Problem description:
Find every line in the entries below that contains the word "cookie", and copy each of those lines.

Data for processing:

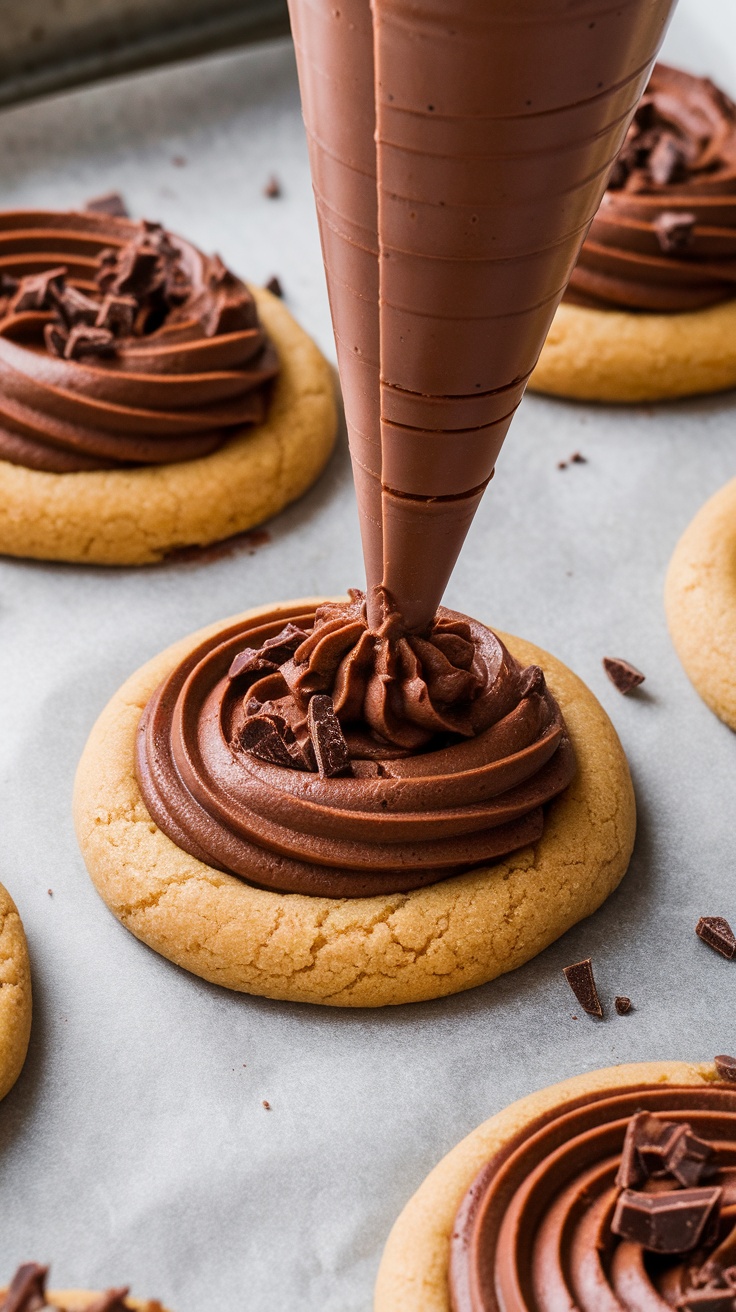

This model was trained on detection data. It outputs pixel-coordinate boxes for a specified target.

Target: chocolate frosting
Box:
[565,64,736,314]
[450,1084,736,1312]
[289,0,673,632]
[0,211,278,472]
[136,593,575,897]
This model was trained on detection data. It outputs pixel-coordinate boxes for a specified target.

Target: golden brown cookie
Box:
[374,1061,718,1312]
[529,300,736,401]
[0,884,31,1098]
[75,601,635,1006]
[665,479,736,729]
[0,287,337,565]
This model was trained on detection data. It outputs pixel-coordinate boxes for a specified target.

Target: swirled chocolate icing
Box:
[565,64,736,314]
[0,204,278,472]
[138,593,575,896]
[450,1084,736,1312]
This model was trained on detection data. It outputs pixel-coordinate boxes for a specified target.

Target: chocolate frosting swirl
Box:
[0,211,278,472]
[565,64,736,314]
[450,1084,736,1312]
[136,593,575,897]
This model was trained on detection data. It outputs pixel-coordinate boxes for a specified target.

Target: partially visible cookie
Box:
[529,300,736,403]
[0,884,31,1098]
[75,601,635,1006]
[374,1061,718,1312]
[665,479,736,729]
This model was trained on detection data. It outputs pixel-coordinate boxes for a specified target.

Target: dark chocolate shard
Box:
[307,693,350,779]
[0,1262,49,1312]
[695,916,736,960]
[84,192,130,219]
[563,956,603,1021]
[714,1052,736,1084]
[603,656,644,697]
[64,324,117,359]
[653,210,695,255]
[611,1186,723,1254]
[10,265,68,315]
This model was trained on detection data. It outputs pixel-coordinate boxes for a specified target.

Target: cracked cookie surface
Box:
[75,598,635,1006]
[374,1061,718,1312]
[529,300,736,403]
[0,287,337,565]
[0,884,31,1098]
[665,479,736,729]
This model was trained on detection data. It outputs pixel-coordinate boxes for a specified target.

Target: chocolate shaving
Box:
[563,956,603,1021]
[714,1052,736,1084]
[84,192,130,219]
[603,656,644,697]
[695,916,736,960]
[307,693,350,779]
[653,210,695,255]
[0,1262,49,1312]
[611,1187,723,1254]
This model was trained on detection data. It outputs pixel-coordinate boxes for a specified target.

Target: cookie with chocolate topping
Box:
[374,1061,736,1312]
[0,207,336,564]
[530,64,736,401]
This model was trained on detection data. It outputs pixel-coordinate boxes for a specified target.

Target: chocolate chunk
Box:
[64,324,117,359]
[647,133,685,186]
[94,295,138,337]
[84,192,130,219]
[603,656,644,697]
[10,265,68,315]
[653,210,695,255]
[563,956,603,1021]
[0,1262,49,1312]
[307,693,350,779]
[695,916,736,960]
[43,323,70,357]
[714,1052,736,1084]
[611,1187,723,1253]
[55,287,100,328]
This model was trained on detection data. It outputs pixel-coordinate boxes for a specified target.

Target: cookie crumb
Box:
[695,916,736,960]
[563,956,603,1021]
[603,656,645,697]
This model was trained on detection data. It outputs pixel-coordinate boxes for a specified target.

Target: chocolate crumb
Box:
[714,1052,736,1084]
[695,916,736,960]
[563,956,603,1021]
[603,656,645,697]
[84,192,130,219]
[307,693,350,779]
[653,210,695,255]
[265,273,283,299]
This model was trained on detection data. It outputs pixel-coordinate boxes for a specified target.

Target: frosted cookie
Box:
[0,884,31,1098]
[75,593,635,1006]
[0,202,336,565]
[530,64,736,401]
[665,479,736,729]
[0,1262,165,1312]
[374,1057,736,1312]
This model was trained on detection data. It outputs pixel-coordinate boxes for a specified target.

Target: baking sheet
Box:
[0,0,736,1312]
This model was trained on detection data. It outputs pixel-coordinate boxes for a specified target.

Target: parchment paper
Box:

Written solution:
Target: golden brown cookie
Target: partially visible cookie
Target: cracked cookie surface
Target: cookie with chocolate topping
Target: cookie crumb
Target: frosted cookie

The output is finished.